任务要求
把下方清单中的每一处 "slope" 都换成 "incline"，然后重新写出全部清单，其余内容一律不变。

给定数据
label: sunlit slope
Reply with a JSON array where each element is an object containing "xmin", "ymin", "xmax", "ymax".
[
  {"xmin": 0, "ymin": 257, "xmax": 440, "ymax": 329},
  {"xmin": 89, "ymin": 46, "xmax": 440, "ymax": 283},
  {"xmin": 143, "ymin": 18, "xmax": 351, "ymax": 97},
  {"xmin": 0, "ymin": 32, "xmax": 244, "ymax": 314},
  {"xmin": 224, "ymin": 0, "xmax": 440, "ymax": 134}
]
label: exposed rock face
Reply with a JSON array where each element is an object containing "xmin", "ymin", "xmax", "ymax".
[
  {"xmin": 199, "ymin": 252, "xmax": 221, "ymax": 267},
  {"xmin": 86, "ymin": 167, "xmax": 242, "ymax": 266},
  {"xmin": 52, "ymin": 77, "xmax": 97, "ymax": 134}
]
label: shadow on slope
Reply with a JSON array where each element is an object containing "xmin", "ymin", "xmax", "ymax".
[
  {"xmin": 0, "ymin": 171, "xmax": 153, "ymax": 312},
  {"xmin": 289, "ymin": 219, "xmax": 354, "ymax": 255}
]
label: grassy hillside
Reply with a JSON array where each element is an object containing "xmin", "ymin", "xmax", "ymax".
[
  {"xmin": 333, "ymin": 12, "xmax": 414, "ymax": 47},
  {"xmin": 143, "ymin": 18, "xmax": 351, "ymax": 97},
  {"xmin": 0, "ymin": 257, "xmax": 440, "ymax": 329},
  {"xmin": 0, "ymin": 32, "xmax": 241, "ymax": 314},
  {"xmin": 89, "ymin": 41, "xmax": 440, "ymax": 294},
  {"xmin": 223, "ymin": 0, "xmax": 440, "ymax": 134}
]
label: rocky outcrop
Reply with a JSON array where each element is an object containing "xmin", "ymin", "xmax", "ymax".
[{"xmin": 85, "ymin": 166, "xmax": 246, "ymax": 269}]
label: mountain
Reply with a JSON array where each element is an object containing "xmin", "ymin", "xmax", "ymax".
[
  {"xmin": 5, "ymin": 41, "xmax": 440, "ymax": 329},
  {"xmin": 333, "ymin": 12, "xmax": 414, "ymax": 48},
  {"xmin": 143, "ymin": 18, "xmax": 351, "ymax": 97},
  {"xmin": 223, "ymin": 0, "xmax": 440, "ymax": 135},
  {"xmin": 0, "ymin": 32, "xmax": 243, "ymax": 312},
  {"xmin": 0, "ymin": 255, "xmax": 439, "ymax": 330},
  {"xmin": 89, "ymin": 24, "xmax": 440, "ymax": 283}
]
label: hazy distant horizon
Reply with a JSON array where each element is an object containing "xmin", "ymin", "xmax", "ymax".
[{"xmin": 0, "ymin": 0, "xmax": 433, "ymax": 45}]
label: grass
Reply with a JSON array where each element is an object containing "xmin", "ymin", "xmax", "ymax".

任务结果
label: sunlit incline
Reply with a JSON array where each element is an object containing "xmin", "ymin", "xmax", "ymax".
[
  {"xmin": 0, "ymin": 257, "xmax": 440, "ymax": 329},
  {"xmin": 89, "ymin": 46, "xmax": 440, "ymax": 283},
  {"xmin": 143, "ymin": 18, "xmax": 351, "ymax": 97},
  {"xmin": 0, "ymin": 32, "xmax": 244, "ymax": 314},
  {"xmin": 224, "ymin": 0, "xmax": 440, "ymax": 134}
]
label: exposed rock face
Reply with a JSON array where each element is an object containing "xmin", "ymin", "xmax", "ymax".
[
  {"xmin": 199, "ymin": 252, "xmax": 221, "ymax": 267},
  {"xmin": 86, "ymin": 167, "xmax": 242, "ymax": 266},
  {"xmin": 52, "ymin": 77, "xmax": 97, "ymax": 134}
]
label: shadow on incline
Reply with a JSON array where each element is an object containing "xmin", "ymin", "xmax", "ymax".
[
  {"xmin": 0, "ymin": 171, "xmax": 153, "ymax": 312},
  {"xmin": 289, "ymin": 219, "xmax": 354, "ymax": 255}
]
label: grassy hillside
Reply with a JSON array where each element is an object containing "xmin", "ymin", "xmax", "ymax".
[
  {"xmin": 333, "ymin": 12, "xmax": 414, "ymax": 47},
  {"xmin": 143, "ymin": 18, "xmax": 351, "ymax": 97},
  {"xmin": 0, "ymin": 257, "xmax": 440, "ymax": 329},
  {"xmin": 0, "ymin": 32, "xmax": 241, "ymax": 314},
  {"xmin": 89, "ymin": 41, "xmax": 440, "ymax": 294},
  {"xmin": 223, "ymin": 0, "xmax": 440, "ymax": 134}
]
label: rocky outcrop
Reply with a JSON array where each element is an object containing "xmin", "ymin", "xmax", "ymax".
[{"xmin": 85, "ymin": 166, "xmax": 246, "ymax": 269}]
label: mountain
Reply with a JSON array where each element is an object containing "xmin", "ymin", "xmax", "ymax".
[
  {"xmin": 5, "ymin": 41, "xmax": 440, "ymax": 329},
  {"xmin": 333, "ymin": 12, "xmax": 414, "ymax": 48},
  {"xmin": 143, "ymin": 18, "xmax": 351, "ymax": 97},
  {"xmin": 223, "ymin": 0, "xmax": 440, "ymax": 135},
  {"xmin": 0, "ymin": 32, "xmax": 243, "ymax": 312},
  {"xmin": 0, "ymin": 255, "xmax": 439, "ymax": 330},
  {"xmin": 89, "ymin": 24, "xmax": 440, "ymax": 283}
]
label: hazy distant horizon
Reply with a JSON array where each element is an object containing "xmin", "ymin", "xmax", "ymax".
[{"xmin": 0, "ymin": 0, "xmax": 433, "ymax": 45}]
label: grass
Reply with a JSON array where each element is an object containing "xmin", "ymin", "xmax", "ymax".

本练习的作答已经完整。